TASK INSTRUCTIONS: Lines holding the string "farmhouse" in the listing below are to be copied.

* * * *

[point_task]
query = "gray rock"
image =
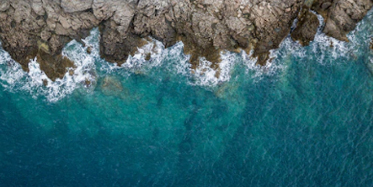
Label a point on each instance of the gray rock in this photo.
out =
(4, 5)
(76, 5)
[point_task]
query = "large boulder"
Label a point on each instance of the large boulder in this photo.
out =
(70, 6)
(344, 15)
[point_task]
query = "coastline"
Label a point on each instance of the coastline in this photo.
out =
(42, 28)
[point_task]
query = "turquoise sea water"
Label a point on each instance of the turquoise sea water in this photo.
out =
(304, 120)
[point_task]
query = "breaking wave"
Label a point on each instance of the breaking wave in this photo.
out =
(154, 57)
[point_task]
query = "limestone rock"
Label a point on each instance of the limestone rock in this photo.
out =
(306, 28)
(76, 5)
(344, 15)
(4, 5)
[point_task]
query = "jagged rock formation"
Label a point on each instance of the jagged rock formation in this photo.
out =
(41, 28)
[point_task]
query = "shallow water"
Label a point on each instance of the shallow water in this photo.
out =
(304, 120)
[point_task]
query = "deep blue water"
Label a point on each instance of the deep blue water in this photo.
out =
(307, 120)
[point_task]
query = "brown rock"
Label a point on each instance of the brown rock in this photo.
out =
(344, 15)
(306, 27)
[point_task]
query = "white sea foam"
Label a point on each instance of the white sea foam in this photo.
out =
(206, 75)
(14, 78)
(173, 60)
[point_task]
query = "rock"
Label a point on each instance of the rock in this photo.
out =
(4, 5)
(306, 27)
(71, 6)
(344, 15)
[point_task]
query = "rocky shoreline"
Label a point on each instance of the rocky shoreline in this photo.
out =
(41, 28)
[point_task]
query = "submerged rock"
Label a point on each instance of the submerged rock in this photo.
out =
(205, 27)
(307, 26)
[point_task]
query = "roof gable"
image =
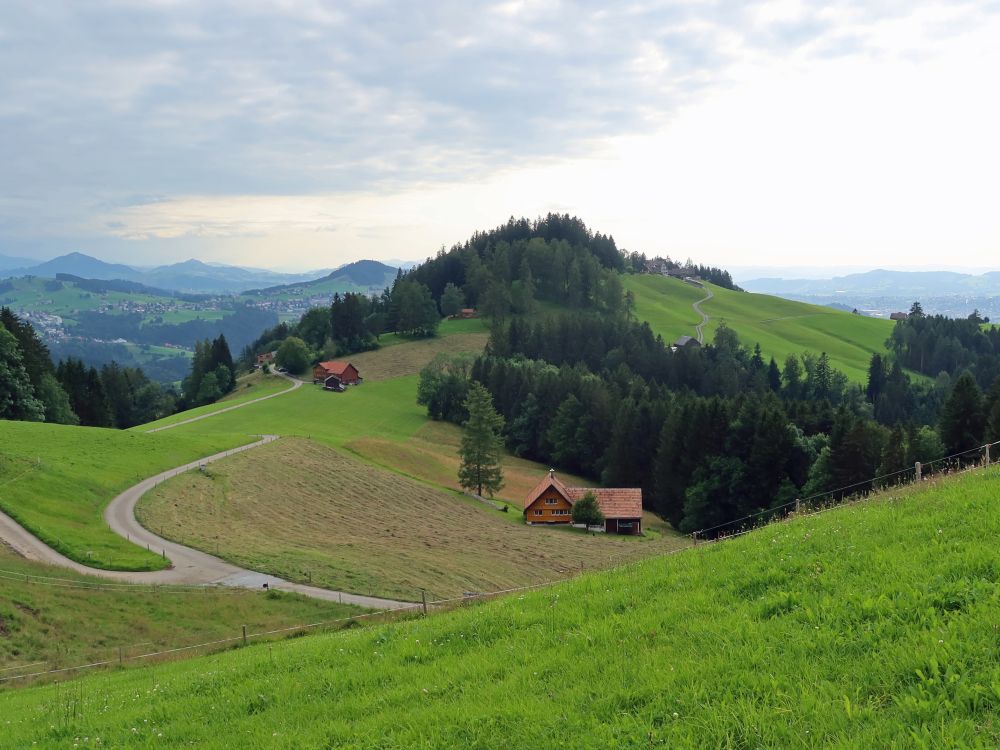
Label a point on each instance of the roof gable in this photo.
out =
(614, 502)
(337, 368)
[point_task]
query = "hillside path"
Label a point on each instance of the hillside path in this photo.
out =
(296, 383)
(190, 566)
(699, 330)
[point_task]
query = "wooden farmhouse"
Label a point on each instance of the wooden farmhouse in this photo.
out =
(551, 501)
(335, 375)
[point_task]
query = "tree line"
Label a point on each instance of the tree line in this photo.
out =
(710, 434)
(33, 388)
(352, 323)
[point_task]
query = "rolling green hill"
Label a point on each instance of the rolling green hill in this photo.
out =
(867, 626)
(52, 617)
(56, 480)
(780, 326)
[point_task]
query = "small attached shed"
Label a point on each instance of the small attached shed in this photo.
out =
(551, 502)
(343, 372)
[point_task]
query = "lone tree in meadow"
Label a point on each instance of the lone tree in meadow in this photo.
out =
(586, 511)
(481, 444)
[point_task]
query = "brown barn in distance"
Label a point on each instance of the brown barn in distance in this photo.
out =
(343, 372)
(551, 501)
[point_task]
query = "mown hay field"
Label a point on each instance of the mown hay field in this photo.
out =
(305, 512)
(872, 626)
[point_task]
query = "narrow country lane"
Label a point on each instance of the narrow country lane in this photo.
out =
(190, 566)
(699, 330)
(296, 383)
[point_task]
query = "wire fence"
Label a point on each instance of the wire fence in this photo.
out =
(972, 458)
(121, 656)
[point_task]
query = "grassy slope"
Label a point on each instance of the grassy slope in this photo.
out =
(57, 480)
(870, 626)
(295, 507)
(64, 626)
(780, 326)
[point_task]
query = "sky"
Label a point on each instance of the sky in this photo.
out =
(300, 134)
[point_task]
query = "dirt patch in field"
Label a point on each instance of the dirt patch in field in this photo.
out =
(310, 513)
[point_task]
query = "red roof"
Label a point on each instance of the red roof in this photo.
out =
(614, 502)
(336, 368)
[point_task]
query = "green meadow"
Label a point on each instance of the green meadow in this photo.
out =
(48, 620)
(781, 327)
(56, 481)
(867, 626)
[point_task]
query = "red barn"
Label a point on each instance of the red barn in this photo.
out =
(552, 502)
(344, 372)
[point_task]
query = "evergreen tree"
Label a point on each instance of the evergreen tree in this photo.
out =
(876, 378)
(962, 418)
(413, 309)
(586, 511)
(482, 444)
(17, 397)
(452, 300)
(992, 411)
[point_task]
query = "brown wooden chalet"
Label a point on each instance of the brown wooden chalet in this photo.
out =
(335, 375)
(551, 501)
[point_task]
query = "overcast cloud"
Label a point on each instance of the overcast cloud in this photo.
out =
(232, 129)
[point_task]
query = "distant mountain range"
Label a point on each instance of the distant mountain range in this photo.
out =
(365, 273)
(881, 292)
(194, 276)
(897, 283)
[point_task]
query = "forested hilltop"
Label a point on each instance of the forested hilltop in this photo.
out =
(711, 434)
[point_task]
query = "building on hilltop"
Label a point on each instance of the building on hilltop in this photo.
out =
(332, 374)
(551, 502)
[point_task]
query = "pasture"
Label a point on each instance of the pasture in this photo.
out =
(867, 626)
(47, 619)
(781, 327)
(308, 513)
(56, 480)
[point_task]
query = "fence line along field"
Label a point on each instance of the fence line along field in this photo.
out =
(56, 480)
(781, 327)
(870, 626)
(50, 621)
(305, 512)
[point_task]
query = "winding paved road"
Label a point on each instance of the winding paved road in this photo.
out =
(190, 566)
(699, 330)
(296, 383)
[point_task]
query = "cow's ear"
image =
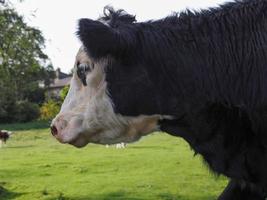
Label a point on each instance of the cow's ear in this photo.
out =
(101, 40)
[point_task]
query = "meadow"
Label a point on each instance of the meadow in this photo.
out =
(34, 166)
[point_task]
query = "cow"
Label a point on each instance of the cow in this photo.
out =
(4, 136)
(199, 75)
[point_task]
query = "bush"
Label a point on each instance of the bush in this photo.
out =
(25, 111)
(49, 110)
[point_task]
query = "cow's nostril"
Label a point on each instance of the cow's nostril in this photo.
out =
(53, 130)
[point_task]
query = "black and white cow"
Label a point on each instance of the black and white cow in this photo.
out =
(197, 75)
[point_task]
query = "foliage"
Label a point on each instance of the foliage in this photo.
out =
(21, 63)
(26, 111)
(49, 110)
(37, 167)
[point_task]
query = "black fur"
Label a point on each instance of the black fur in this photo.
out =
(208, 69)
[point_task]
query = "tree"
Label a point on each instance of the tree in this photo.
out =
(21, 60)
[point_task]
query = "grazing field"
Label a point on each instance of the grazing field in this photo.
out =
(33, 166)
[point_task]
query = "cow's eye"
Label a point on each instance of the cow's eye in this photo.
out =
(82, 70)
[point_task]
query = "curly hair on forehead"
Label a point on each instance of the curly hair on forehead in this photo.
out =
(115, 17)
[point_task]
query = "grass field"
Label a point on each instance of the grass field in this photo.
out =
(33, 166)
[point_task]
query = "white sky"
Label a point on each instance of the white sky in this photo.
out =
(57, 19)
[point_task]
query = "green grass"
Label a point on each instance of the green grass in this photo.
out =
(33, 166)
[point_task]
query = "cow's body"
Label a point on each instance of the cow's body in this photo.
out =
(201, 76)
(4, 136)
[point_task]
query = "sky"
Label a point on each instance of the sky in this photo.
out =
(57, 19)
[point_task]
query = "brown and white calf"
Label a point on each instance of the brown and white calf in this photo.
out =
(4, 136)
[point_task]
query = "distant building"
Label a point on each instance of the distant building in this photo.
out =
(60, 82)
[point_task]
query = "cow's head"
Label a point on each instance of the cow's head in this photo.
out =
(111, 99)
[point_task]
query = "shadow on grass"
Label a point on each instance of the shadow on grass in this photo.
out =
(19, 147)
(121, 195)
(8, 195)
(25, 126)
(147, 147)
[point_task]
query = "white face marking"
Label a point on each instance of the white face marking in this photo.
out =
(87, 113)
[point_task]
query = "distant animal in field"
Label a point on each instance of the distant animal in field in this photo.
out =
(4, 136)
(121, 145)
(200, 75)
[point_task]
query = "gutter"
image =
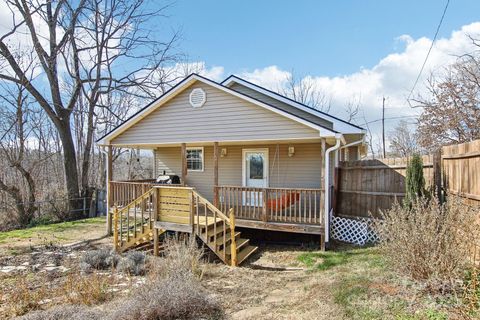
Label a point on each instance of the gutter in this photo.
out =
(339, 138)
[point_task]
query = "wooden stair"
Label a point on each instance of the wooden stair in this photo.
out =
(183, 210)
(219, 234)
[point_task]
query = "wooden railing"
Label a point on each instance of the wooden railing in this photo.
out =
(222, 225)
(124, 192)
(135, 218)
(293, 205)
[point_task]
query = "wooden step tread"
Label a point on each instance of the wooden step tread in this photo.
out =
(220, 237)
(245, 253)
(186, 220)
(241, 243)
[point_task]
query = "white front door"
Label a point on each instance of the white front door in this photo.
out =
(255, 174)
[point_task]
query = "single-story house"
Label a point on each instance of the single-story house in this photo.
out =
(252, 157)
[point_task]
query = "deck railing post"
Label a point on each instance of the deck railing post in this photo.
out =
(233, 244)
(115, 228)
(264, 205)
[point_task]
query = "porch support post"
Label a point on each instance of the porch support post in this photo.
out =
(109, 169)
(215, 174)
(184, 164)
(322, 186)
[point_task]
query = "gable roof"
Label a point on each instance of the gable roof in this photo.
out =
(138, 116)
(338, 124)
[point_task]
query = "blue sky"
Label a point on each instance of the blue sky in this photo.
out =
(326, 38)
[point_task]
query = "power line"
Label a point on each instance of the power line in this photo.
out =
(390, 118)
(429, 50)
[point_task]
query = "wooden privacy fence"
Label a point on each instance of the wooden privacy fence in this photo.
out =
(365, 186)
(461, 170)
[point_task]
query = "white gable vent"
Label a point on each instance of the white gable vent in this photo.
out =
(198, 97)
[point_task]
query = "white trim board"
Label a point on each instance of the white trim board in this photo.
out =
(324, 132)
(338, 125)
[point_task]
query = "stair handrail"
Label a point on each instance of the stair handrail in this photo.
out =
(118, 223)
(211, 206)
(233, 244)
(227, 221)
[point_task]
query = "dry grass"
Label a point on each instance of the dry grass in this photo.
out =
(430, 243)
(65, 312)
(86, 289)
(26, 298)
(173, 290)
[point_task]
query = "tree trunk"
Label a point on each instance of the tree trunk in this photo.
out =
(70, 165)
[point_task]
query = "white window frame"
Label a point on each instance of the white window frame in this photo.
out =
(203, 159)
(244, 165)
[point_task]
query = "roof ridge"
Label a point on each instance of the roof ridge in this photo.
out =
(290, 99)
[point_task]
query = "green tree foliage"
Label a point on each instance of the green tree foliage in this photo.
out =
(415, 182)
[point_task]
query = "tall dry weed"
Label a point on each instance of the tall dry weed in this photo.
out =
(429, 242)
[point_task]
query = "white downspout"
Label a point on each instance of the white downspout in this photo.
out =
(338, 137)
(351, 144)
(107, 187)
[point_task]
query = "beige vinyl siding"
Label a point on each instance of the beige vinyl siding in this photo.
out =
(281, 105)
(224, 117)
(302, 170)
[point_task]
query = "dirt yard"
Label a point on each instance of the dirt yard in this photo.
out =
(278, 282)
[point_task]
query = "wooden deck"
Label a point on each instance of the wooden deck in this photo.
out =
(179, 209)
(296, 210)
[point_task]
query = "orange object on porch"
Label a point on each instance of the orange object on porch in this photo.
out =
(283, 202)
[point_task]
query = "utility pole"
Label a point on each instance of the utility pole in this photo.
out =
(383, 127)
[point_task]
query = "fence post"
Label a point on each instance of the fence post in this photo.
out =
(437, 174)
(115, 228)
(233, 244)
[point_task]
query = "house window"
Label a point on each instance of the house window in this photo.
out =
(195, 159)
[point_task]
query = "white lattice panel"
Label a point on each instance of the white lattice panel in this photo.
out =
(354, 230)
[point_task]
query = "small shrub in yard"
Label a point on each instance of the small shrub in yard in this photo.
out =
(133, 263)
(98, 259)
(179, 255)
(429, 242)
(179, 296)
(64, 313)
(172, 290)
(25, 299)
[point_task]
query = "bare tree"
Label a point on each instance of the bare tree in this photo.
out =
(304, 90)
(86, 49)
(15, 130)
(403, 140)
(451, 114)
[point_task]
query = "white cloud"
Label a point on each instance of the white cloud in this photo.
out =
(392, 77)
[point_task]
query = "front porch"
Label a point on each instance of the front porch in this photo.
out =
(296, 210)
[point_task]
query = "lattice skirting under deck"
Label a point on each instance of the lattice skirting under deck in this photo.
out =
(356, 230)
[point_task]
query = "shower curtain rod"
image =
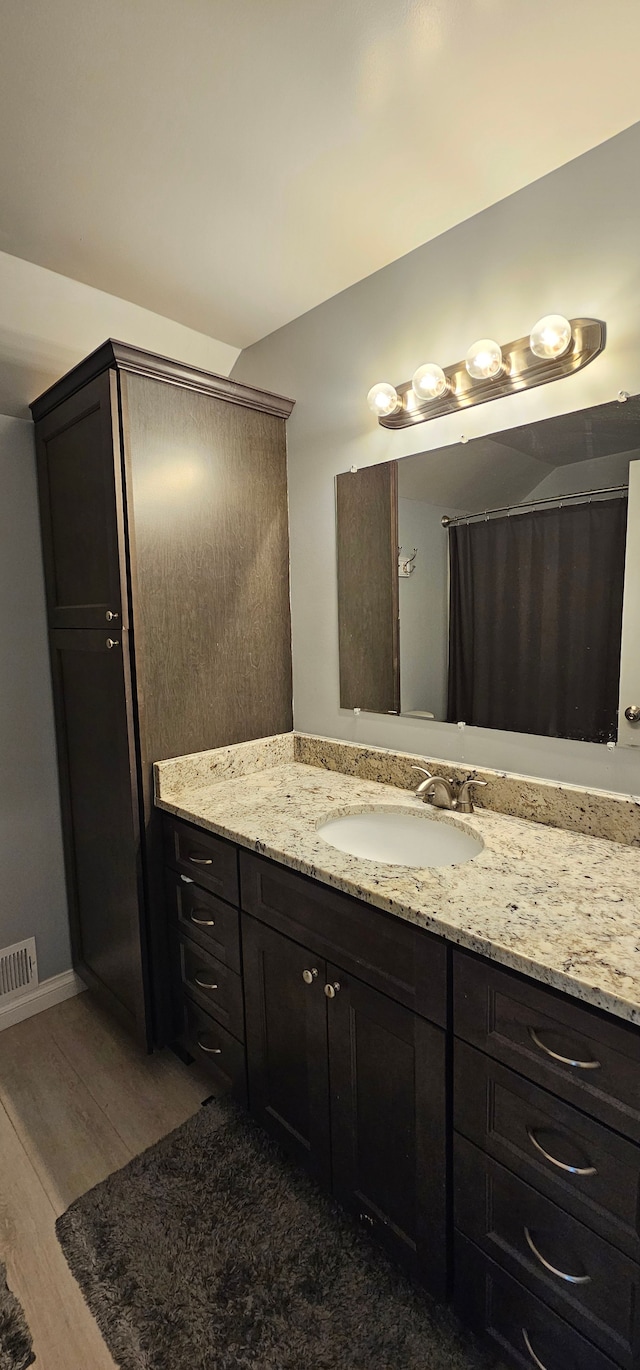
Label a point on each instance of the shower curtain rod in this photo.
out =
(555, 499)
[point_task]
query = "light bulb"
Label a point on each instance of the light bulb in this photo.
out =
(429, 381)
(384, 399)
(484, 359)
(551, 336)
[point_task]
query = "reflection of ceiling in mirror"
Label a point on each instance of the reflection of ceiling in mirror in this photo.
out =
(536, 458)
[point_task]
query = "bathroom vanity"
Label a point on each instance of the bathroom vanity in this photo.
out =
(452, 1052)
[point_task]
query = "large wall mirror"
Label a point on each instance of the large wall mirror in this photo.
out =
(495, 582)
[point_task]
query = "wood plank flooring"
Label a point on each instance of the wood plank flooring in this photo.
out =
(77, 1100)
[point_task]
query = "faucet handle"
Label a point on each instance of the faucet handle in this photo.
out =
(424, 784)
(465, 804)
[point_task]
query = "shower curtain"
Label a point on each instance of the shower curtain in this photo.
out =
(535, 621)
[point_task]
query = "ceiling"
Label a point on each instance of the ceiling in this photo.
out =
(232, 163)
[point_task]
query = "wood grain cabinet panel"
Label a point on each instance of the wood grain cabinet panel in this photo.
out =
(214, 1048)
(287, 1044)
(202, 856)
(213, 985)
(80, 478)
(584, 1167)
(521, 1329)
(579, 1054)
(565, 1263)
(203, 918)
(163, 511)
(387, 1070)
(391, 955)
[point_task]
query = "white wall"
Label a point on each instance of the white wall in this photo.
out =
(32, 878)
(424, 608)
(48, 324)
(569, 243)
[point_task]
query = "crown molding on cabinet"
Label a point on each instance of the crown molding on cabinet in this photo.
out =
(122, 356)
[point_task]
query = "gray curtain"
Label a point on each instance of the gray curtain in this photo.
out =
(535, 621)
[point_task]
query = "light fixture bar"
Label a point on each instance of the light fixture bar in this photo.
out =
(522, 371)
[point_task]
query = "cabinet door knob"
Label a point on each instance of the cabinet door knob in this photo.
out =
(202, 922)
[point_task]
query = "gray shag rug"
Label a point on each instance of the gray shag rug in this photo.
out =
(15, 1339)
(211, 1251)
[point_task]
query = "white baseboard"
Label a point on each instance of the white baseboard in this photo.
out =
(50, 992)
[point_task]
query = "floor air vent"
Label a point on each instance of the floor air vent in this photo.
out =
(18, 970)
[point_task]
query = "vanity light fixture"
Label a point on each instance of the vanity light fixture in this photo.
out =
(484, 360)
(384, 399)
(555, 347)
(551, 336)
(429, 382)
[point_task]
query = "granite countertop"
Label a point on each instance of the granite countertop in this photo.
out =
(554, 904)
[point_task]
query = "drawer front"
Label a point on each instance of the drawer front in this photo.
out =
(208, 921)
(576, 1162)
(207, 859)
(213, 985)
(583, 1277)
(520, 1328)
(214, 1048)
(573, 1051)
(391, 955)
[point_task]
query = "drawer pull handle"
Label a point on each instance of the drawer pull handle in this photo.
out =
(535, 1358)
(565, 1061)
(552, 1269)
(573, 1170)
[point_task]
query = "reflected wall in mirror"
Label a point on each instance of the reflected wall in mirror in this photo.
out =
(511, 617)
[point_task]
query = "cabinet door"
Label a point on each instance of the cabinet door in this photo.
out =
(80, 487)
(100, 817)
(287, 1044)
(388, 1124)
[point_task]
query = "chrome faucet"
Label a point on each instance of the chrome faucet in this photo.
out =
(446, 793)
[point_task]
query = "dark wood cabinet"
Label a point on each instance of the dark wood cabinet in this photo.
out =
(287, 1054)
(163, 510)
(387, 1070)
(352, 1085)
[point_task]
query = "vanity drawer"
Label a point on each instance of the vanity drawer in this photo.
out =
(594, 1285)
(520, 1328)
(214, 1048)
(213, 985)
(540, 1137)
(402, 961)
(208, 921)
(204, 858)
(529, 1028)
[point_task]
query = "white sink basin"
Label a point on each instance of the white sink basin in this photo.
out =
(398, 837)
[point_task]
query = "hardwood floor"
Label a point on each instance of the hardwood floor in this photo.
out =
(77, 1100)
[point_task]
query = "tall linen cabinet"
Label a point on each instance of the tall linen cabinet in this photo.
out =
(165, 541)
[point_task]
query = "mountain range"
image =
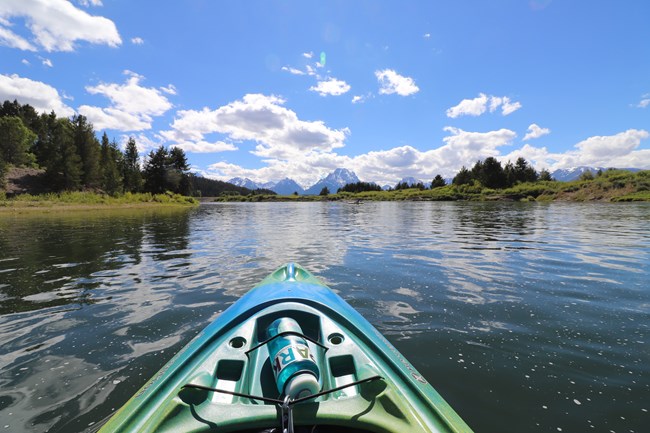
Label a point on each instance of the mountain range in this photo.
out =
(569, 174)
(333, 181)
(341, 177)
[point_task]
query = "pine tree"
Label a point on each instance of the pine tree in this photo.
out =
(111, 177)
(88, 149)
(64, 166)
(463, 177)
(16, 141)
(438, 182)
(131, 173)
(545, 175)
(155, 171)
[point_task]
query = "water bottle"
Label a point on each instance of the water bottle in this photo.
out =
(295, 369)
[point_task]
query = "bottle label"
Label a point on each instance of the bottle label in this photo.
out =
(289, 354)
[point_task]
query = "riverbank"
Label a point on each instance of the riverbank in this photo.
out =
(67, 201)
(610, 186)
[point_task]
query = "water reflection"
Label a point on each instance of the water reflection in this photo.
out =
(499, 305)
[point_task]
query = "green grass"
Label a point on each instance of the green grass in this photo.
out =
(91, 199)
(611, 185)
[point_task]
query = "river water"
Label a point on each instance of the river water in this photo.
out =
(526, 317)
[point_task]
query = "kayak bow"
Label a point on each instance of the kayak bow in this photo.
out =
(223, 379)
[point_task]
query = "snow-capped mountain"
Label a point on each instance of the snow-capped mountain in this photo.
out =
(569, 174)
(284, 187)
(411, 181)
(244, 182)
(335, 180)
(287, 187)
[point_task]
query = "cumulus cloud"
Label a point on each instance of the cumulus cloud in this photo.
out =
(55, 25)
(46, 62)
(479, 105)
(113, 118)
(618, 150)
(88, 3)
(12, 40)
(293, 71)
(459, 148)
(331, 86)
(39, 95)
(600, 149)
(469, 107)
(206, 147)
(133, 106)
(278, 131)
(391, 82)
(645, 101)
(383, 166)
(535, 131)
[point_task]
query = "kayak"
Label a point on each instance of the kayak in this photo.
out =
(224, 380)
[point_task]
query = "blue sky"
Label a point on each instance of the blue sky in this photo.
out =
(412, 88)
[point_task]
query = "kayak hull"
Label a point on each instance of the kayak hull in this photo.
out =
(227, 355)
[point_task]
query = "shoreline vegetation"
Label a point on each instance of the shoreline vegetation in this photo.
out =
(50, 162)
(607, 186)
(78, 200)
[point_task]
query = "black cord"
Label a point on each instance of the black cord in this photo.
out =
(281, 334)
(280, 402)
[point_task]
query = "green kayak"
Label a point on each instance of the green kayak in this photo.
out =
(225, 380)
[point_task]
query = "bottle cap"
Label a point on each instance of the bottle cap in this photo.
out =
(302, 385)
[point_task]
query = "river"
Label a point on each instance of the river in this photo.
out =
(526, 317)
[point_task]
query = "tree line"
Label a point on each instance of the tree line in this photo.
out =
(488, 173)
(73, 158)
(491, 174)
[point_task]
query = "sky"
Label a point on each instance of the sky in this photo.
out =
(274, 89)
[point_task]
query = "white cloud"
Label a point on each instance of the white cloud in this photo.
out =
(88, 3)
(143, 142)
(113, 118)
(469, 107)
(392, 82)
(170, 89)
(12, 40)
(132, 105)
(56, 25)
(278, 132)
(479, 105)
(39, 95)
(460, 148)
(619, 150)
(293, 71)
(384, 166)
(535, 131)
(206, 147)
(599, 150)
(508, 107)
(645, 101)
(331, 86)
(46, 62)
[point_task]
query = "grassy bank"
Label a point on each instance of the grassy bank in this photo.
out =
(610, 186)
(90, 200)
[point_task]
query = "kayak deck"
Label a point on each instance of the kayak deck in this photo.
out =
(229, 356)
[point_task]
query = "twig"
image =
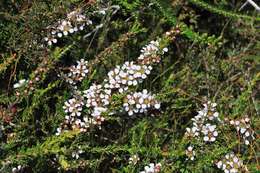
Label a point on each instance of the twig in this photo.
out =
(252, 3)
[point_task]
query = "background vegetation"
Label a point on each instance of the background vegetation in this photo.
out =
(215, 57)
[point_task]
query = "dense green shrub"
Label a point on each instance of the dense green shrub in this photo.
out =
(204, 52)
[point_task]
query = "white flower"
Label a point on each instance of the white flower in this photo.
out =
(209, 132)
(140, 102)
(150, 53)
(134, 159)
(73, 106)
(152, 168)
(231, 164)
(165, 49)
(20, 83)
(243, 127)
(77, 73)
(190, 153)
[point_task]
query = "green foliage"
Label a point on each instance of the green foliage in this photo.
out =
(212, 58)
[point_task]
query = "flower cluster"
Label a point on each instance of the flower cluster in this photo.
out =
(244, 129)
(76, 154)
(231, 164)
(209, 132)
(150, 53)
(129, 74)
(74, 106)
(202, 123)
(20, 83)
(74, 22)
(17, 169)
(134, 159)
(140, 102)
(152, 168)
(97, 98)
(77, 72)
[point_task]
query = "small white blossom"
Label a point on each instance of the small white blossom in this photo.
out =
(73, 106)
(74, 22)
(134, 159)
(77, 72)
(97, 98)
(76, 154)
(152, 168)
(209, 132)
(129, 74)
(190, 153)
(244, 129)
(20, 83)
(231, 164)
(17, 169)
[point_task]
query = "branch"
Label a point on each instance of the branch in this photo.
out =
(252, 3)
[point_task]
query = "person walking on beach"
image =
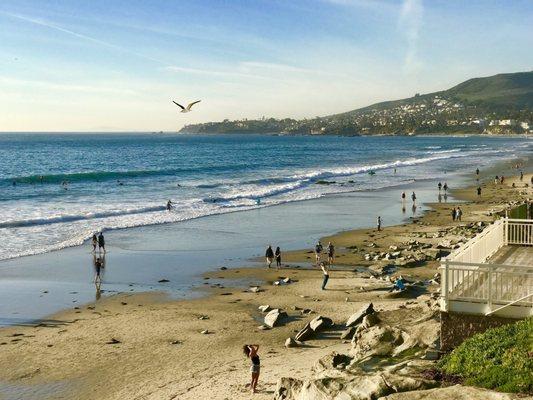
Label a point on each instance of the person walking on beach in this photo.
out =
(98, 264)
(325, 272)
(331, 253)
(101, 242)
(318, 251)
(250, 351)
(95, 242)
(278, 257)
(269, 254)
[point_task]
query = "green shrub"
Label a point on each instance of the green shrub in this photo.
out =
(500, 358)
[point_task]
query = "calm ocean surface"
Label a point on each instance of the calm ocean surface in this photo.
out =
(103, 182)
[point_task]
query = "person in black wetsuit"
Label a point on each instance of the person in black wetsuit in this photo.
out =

* * * *

EXPECTED ANSWER:
query = "wooden farmhouse"
Label a point on each instance of the wooden farmhouse in this photo.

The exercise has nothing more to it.